- [Seitenauszug]:
------------------------------------------------------------

Gewerkschaftsforum Hannover:

 

Mit dem zeitlichen Abstand eines Monats lässt sich feststellen, dass die vom radikaleren Teil der italienischen Linken und der Gewerkschaftsbewegung getragene landesweite Demonstration am 4.November 2006 in Rom mit ihren real 8.000 – 10.000 Teilnehmern, trotz aller Ambivalenz der erste Akt einer neuen Phase der Arbeiter- und Antiglobalisierungsbewegung südlich der Alpen war – ein erster Schritt auf dem langen Weg zu einer neuen kritischen und klassenkämpferischen Bewegung. Ein weiterer Beleg für die Richtigkeit dieser These ist die heftige Auseinandersetzung die ausgehend von der Demo im größten italienischen Gewerkschaftsbund, der früher PCI-nahen CGIL über die zukünftige Linie ausgebrochen ist. Dabei schreckt die CGIL-Spitze unter Generalsekretär Guglielmo Epifani (einem früheren PSI’ler und heutigen Linksdemokraten) auch nicht vor der Androhung von Disziplinarmassnahmen gegen führende Köpfe der Gewerkschaftslinken (wie Giorgio Cremaschi) zurück. Vergleichbares hatte in den letzten 20 Jahren Seltenheitswert. Den Stand der Dinge innerhalb der CGIL fasst die unabhängige linke Tageszeitung „il manifesto vom 23.11.2006 anlässlich der Tagung der  100 Mitglieder umfassenden Nationalen Leitung zusammen.

------------------------------------------------------------

- [Aufgabe]: Wen nennt der Text über die Demonstration in Rom als Generalsekretär der CGIL? Die Einträge stammen aus einer anderen Quelle.

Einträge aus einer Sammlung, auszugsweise
------------------------------------------------------------

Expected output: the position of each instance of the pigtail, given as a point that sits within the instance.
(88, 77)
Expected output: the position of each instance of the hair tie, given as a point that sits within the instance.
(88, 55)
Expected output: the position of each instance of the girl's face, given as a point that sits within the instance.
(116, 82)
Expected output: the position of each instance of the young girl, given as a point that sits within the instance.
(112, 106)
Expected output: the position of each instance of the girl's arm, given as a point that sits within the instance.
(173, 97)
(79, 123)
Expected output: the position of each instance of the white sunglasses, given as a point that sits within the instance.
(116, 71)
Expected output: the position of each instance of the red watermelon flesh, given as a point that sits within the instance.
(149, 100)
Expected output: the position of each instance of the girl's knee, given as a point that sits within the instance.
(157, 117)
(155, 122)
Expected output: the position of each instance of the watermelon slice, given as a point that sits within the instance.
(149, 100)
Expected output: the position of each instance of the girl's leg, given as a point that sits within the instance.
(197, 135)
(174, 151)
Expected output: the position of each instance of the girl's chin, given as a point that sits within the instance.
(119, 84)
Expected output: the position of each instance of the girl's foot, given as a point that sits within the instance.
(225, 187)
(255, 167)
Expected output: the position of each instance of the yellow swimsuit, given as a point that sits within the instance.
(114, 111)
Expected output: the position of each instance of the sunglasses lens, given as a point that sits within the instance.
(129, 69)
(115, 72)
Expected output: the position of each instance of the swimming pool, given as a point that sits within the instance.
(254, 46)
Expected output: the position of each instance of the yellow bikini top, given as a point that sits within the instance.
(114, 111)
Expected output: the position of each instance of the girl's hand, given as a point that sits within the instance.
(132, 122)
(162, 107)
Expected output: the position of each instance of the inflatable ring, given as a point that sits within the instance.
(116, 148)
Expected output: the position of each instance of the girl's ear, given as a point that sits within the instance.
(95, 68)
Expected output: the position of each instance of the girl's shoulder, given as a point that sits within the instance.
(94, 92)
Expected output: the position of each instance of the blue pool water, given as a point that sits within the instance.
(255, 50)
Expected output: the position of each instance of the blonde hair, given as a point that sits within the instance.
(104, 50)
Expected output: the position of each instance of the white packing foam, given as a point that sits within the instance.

------------------------------------------------------------

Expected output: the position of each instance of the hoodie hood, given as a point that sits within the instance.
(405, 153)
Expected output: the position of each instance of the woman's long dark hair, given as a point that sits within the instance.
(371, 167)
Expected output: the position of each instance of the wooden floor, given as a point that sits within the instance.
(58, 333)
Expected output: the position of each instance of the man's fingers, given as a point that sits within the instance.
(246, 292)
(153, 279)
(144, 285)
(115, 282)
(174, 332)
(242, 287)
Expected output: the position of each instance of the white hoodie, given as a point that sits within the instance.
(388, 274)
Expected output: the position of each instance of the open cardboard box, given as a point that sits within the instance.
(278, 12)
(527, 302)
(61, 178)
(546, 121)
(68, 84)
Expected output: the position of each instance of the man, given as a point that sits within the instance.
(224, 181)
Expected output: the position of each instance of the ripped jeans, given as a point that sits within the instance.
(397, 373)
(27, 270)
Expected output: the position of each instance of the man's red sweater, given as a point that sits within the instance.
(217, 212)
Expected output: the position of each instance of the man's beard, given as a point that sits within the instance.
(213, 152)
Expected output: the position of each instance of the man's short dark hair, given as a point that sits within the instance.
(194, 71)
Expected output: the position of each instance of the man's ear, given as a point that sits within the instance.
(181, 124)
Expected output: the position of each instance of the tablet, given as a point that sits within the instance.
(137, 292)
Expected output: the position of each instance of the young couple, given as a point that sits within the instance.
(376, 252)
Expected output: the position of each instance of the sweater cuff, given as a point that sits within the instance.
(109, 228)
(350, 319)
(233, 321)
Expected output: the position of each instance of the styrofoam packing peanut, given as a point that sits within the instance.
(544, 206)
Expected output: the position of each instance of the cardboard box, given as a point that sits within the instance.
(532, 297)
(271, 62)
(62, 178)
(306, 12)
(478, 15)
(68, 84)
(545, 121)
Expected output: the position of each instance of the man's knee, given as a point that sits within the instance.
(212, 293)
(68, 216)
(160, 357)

------------------------------------------------------------

- [Ergebnis]: Als Generalsekretär der CGIL wird Guglielmo Epifani genannt.